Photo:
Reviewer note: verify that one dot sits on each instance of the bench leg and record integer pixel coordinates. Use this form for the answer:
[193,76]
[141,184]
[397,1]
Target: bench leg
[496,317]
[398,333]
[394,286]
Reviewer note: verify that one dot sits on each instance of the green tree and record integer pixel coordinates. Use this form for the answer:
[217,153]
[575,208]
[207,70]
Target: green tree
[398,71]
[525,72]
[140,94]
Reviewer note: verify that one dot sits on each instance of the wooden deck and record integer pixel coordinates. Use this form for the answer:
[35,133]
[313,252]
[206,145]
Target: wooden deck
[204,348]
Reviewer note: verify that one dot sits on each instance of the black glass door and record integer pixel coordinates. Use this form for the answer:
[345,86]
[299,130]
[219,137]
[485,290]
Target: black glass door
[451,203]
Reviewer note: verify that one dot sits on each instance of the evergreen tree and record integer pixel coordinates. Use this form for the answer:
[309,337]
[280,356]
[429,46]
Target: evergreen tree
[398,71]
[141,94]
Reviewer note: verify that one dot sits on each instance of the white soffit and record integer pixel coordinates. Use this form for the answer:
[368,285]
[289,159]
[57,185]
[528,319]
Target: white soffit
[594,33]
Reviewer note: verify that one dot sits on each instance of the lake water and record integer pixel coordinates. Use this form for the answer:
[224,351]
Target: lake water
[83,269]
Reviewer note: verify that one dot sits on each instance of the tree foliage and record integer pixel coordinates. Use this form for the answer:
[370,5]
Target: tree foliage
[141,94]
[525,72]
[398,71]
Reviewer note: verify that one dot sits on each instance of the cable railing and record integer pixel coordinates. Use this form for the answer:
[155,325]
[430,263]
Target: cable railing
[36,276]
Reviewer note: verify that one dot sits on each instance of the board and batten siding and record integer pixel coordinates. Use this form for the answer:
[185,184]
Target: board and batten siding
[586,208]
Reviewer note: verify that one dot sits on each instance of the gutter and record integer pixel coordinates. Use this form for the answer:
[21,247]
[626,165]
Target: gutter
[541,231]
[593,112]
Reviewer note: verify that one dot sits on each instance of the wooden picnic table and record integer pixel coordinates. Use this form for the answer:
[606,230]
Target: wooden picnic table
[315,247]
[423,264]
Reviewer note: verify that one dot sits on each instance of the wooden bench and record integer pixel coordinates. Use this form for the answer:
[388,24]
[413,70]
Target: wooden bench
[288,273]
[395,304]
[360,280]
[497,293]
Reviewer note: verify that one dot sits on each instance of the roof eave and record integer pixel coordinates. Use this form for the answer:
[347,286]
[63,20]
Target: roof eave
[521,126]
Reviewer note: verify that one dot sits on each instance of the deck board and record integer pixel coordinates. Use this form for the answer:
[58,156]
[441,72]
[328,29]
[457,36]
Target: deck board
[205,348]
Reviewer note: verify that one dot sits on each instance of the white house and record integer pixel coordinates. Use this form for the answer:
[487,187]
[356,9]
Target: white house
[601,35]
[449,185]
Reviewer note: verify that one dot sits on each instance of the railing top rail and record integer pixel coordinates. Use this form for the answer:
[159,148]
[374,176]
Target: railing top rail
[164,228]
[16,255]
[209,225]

***

● Instructions for the task
Set down the records again verbatim, so that each word stays as it is.

● Response to the exercise
Photo:
Reviewer note: verify that one dot sits on each instance of the bench leg and record integer pixel coordinates. Use this form for the answer:
[193,76]
[141,184]
[397,1]
Target: bench leg
[496,317]
[398,333]
[394,286]
Reviewer note: verify that one dot sits on each instance of the green tree and record integer pixel coordinates. Use this form for the answer:
[217,153]
[575,208]
[207,70]
Target: green tree
[398,71]
[525,72]
[140,94]
Reviewer note: verify that one dot sits on each instance of the wooden deck and record integer pixel coordinates. Use this form for the answer:
[35,133]
[313,252]
[206,145]
Target: wooden deck
[204,348]
Reviewer note: verify that one dot sits on each instance of the black glass door and record integer pixel coordinates. Use this form for the answer:
[345,86]
[299,130]
[219,137]
[485,290]
Target: black glass door
[451,203]
Reviewer note: verify that one dot sits on each instance of the evergreen tree and record integer pixel coordinates. Use this form for the answer:
[309,337]
[280,356]
[429,46]
Target: evergreen tree
[398,71]
[141,94]
Reviewer note: verify that one dot sits on each instance of the white soffit and record integer pixel coordinates. Use this form for the answer:
[368,285]
[289,159]
[57,185]
[528,319]
Target: white soffit
[594,33]
Reviewer note: verify that one dot sits on each instance of the lake water and record integer pixel coordinates. Use this form for the answer:
[224,351]
Target: lake water
[83,269]
Reviewer note: verify that one dot sits on each instance of the tree foliage and record integer pixel coordinates. Use this form for the answer:
[370,5]
Target: tree foliage
[141,94]
[525,72]
[398,71]
Reviewer note: verify that one dot sits on each instance of the cable railing and record integer pixel coordinates. Use this form for the answer:
[155,325]
[430,263]
Target: cable railing
[36,276]
Reviewer note: verify that one dot sits on each instance of the board and batten siding and record integer pixel coordinates. Use this form for the answer:
[185,184]
Target: board and batten siding
[586,208]
Reviewer note: verify that one dot sits on each instance of the gutter and record integer pixel coordinates. Use this form for the answer:
[21,247]
[626,165]
Target: gutter
[541,231]
[593,112]
Reviewer note: verify that one dot sits on each instance of the wooden picnic table and record integer pixel coordinates. Use this form for the answer:
[606,230]
Target: wooden picnic table
[315,247]
[423,264]
Reviewer note: verify that one dot sits on each instance of the wooden bench and record integer pixel coordinates. Use this form for the answer:
[388,24]
[413,70]
Target: wooden bench
[288,273]
[395,304]
[360,280]
[497,293]
Reviewer note: verify that one dot sits on each instance of the roof eave and record integer pixel coordinates. Use this form for the answer:
[347,286]
[63,20]
Target: roof eave
[521,126]
Reviewer note: verify that one dot sits on each instance of the deck board and record integer pixel coordinates. Use this form for the answer:
[58,156]
[441,72]
[328,29]
[457,36]
Target: deck board
[205,348]
Reviewer note: verify that one dot sits on each instance of the white house and record integer pixel coordinates. Use this form for the answer:
[487,187]
[356,9]
Target: white house
[601,35]
[449,185]
Reviewer note: verify that one dot sits on each instance of the railing top rail and record integer pixel coordinates. Use this form for the answer:
[159,148]
[374,176]
Target: railing top rail
[164,228]
[16,255]
[209,225]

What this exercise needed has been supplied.